- _Your goal_: Pick out each line in the items below that contains the string "bird", and copy those lines. The match is case-sensitive.
━━ Entries provided ━━
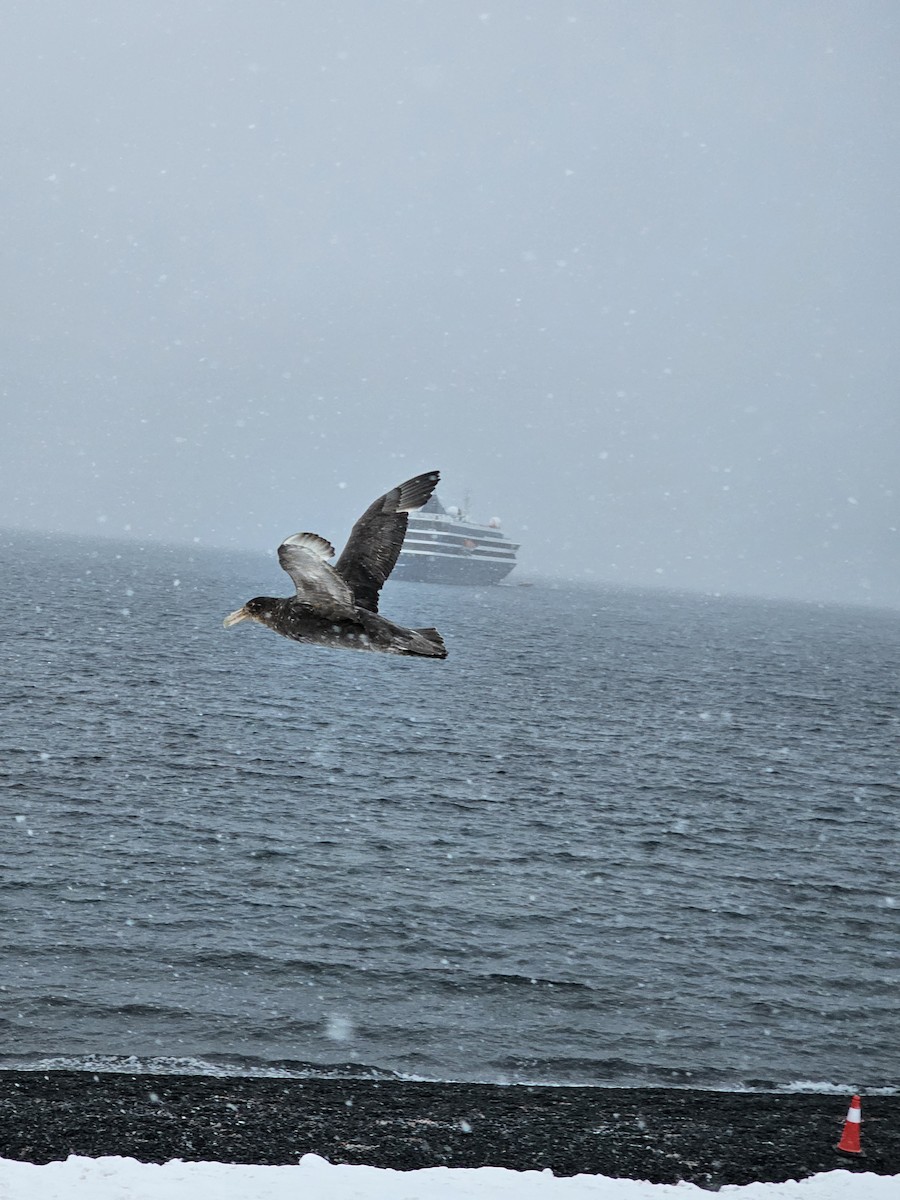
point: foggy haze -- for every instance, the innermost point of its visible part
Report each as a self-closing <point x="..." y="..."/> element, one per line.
<point x="625" y="273"/>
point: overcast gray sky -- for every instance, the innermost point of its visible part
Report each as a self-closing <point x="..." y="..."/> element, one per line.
<point x="625" y="271"/>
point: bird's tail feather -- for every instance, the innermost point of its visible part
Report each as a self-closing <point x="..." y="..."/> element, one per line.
<point x="436" y="648"/>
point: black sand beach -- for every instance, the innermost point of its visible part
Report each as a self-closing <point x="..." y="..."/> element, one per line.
<point x="657" y="1134"/>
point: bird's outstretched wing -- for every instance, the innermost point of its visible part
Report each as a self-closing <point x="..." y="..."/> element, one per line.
<point x="375" y="541"/>
<point x="303" y="556"/>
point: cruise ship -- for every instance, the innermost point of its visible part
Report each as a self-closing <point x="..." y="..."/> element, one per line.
<point x="444" y="546"/>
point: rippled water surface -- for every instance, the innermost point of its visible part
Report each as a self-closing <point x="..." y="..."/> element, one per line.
<point x="616" y="838"/>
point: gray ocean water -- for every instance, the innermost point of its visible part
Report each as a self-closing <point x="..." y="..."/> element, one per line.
<point x="617" y="838"/>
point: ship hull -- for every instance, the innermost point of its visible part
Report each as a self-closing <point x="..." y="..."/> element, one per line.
<point x="424" y="568"/>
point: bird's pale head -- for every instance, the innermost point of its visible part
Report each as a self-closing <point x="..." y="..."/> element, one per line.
<point x="258" y="609"/>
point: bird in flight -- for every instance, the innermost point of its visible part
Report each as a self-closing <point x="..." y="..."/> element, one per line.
<point x="339" y="605"/>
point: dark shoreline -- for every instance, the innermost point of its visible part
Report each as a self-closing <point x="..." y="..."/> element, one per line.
<point x="657" y="1134"/>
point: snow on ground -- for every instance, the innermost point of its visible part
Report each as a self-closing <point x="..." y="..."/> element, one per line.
<point x="313" y="1179"/>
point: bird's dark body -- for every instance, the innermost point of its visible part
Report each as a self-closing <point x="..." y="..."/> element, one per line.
<point x="337" y="606"/>
<point x="360" y="631"/>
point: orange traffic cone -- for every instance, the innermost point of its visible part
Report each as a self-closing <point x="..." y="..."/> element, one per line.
<point x="850" y="1138"/>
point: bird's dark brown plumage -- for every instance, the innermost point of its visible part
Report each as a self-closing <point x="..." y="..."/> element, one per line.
<point x="339" y="605"/>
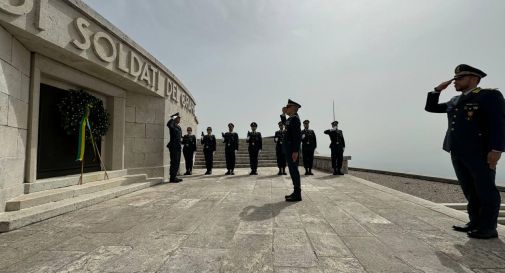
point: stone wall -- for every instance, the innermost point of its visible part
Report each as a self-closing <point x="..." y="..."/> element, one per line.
<point x="146" y="134"/>
<point x="324" y="163"/>
<point x="14" y="96"/>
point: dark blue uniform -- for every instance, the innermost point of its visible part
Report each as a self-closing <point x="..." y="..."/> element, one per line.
<point x="231" y="145"/>
<point x="188" y="149"/>
<point x="255" y="142"/>
<point x="476" y="127"/>
<point x="209" y="147"/>
<point x="174" y="147"/>
<point x="279" y="152"/>
<point x="309" y="145"/>
<point x="337" y="146"/>
<point x="292" y="140"/>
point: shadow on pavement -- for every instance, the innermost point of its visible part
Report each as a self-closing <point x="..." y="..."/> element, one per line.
<point x="267" y="211"/>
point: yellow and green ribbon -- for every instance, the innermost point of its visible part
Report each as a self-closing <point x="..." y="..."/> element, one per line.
<point x="82" y="134"/>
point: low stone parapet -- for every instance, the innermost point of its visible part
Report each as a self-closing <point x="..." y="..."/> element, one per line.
<point x="323" y="163"/>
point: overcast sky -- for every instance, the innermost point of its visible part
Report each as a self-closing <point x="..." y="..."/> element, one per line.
<point x="242" y="60"/>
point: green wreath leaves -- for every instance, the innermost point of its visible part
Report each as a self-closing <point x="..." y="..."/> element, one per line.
<point x="72" y="108"/>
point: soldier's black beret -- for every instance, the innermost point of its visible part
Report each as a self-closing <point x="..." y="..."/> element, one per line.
<point x="290" y="102"/>
<point x="464" y="69"/>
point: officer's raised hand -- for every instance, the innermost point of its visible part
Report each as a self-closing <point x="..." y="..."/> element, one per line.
<point x="443" y="85"/>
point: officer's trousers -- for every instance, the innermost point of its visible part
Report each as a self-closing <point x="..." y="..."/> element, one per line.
<point x="308" y="157"/>
<point x="188" y="158"/>
<point x="230" y="159"/>
<point x="478" y="185"/>
<point x="209" y="159"/>
<point x="293" y="171"/>
<point x="253" y="159"/>
<point x="175" y="161"/>
<point x="337" y="158"/>
<point x="281" y="157"/>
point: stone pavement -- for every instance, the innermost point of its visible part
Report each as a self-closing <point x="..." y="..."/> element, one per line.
<point x="242" y="224"/>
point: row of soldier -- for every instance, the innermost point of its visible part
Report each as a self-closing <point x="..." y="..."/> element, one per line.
<point x="255" y="146"/>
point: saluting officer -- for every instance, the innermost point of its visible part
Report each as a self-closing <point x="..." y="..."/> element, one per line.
<point x="337" y="147"/>
<point x="309" y="145"/>
<point x="209" y="147"/>
<point x="230" y="139"/>
<point x="189" y="149"/>
<point x="291" y="144"/>
<point x="255" y="146"/>
<point x="281" y="157"/>
<point x="174" y="146"/>
<point x="475" y="139"/>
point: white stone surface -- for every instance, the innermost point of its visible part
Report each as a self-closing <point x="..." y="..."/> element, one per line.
<point x="5" y="45"/>
<point x="4" y="108"/>
<point x="18" y="113"/>
<point x="20" y="57"/>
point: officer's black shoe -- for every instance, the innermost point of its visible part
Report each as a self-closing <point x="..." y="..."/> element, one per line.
<point x="483" y="234"/>
<point x="294" y="198"/>
<point x="463" y="228"/>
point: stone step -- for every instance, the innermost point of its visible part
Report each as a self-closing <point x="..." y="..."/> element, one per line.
<point x="16" y="219"/>
<point x="43" y="197"/>
<point x="70" y="180"/>
<point x="238" y="165"/>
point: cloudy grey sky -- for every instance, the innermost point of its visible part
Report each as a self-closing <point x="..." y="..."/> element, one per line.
<point x="242" y="59"/>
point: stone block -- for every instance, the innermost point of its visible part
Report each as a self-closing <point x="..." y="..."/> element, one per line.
<point x="10" y="80"/>
<point x="25" y="88"/>
<point x="18" y="113"/>
<point x="144" y="115"/>
<point x="4" y="108"/>
<point x="22" y="142"/>
<point x="8" y="141"/>
<point x="20" y="57"/>
<point x="154" y="131"/>
<point x="135" y="130"/>
<point x="5" y="45"/>
<point x="11" y="172"/>
<point x="130" y="114"/>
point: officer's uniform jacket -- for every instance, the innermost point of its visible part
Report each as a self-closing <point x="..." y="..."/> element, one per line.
<point x="292" y="138"/>
<point x="476" y="122"/>
<point x="175" y="135"/>
<point x="230" y="141"/>
<point x="209" y="143"/>
<point x="308" y="139"/>
<point x="336" y="138"/>
<point x="189" y="143"/>
<point x="255" y="141"/>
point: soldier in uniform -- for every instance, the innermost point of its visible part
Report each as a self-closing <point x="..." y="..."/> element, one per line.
<point x="188" y="149"/>
<point x="309" y="145"/>
<point x="281" y="157"/>
<point x="291" y="146"/>
<point x="174" y="146"/>
<point x="230" y="139"/>
<point x="209" y="147"/>
<point x="255" y="145"/>
<point x="475" y="139"/>
<point x="337" y="147"/>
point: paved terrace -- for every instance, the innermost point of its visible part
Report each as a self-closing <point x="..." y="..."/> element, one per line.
<point x="242" y="224"/>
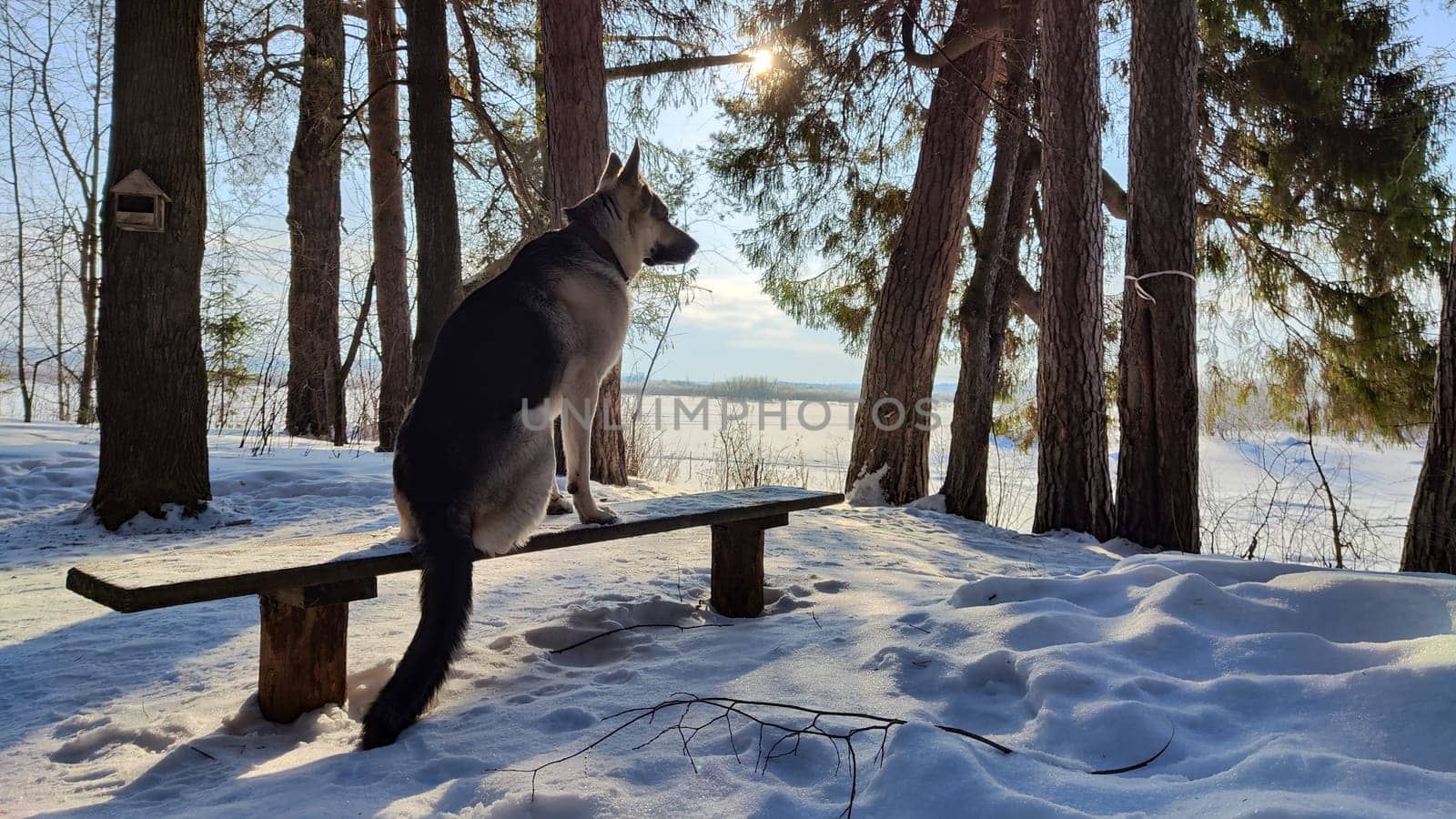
━━━
- _Completed exercise_:
point: bird's tail feather -- for every instance, the innermost point of its visible part
point: bird's outstretched wing -- for every instance, the innermost point of its visible part
point: bird's pale head -- for every instance, the innermost point of its visible part
point: bird in flight -- for every instance, the innermost point of its visible part
point: bird's dark body -- for every instance, the innermost point of its visible part
point: bird's dark brown plumage -- for every instance, the innermost point of its visible part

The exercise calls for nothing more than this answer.